TASK ▸
From the data below, retype exactly the lines starting with the one that contains "of the black" and ending with the one that contains "of the weathered", both included.

EXTRACTED INFORMATION ▸
Content starts

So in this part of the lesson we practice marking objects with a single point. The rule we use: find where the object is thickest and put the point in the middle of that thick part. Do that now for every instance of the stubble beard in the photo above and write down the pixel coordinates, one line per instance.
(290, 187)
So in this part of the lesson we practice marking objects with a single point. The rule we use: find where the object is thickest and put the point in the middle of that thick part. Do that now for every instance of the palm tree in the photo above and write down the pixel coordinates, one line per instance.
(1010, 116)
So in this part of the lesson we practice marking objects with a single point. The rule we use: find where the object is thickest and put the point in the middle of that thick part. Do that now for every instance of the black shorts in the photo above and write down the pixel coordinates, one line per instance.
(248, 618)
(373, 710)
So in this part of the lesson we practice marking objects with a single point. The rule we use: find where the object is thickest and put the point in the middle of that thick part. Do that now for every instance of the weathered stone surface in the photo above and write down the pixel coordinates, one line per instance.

Content ends
Content starts

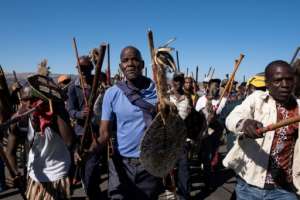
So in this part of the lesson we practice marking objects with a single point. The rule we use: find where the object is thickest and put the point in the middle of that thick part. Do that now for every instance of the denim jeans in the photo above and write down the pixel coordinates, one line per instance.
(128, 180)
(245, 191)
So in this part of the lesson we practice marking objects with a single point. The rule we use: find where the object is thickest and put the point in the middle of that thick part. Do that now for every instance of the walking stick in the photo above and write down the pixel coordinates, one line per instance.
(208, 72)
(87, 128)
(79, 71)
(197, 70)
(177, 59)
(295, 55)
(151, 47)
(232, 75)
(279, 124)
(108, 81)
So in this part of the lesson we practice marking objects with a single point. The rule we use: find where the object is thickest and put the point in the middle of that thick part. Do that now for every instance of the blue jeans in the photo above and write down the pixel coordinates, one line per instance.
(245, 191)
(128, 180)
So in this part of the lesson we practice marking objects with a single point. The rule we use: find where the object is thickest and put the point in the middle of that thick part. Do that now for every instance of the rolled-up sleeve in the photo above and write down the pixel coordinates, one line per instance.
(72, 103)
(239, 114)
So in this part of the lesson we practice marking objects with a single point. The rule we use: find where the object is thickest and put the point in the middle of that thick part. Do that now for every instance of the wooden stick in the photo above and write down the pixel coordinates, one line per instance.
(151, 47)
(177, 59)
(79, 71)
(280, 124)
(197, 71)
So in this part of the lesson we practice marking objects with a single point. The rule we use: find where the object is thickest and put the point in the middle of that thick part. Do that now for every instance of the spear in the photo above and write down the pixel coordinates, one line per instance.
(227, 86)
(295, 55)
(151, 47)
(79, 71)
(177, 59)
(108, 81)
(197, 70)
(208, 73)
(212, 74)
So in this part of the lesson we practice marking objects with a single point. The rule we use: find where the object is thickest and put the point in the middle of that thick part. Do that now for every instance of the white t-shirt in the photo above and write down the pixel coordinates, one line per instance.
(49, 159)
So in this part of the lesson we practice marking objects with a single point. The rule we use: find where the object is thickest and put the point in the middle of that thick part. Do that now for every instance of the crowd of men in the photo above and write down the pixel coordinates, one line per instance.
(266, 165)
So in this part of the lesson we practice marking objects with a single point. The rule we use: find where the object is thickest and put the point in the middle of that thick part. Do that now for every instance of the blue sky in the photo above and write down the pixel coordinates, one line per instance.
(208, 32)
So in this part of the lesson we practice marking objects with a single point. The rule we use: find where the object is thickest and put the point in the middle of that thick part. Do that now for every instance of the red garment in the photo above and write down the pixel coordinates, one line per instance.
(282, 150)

Content ends

OUTPUT BELOW ▸
So in this part of the lesson we practice marking objects with a single point. The rule we use: find where the object is thickest and put the point in the middle of that thick part. Do that now for every instance of the black shorts in the photo above and write down the pixel coordinates, one line per instance.
(248, 618)
(373, 710)
So in this part of the lesson we practice marking objects with a single point. The rule we use: find where the object is thickest and put the point in the middle of that thick part. Do that now for every instance of the weathered stone surface in the photo above and write down the pixel coordinates, one line per instance.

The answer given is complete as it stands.